#### Given text
___

Performance Tuning🔗

RSigma's evaluator is fast by default. A 100-rule corpus evaluates one event in roughly 2 microseconds, and a 5000-rule corpus stays under 200 microseconds; the streaming LogProcessor sustains hundreds of thousands of events per second on commodity hardware. Most deployments never need to touch a knob.

This page covers the cases where the defaults stop being optimal: very large rule sets, substring-heavy threat-intel feeds, high-throughput daemon ingestion, and memory-constrained deployments. The two opt-in knobs (--bloom-prefilter, --cross-rule-ac) are off by default for a reason and should be benchmarked before flipping them on.

Always-on: the matcher optimizer🔗

Three rewrites run at rule-compile time, transparently. There is no flag to disable or configure them.

Pass	What it does	Source
`AhoCorasickSet` collapse	Any `AnyOf` group of 8+ `contains` matchers collapses into one Aho-Corasick automaton that scans the haystack in a single pass. Replaces O(N × haystack_len) sequential `str::contains` with O(haystack_len).	`compiler/optimizer.rs`
`RegexSet` collapse	Any `AnyOf` group of 3+ `re` matchers collapses into a single `regex::RegexSet`.	same
`CaseInsensitiveGroup` wrapper	A group whose children are all case-insensitive lowers the haystack once via `ascii_lowercase_cow` and dispatches to the children via `matches_pre_lowered`. Removes the per-child `to_lowercase()` allocation.	same

Threshold choices come from a Criterion sweep documented in the Benchmarks page (8 patterns is where the sequential str::contains path with memchr/Two-Way SIMD acceleration loses to Aho-Corasick on typical haystacks). The compiler invariant is that these are pure rewrites: the optimized tree returns the same bool for the same event as the unoptimized tree.

___

#### Set of tasks
1. Transcribe the section of the performance tuning page starting at "This page covers" and ending at "or configure them.".
2. According to the performance tuning page, how many `contains` matchers must an `AnyOf` group have before they collapse into one Aho-Corasick automaton?
The material after this page comes from a separate source.

#### Recorded information
___

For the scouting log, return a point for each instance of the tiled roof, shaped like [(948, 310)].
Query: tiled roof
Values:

___

#### Results by task
1.
This page covers the cases where the defaults stop being optimal: very large rule sets, substring-heavy threat-intel feeds, high-throughput daemon ingestion, and memory-constrained deployments. The two opt-in knobs (--bloom-prefilter, --cross-rule-ac) are off by default for a reason and should be benchmarked before flipping them on.

Always-on: the matcher optimizer🔗

Three rewrites run at rule-compile time, transparently. There is no flag to disable or configure them.

2. Eight or more.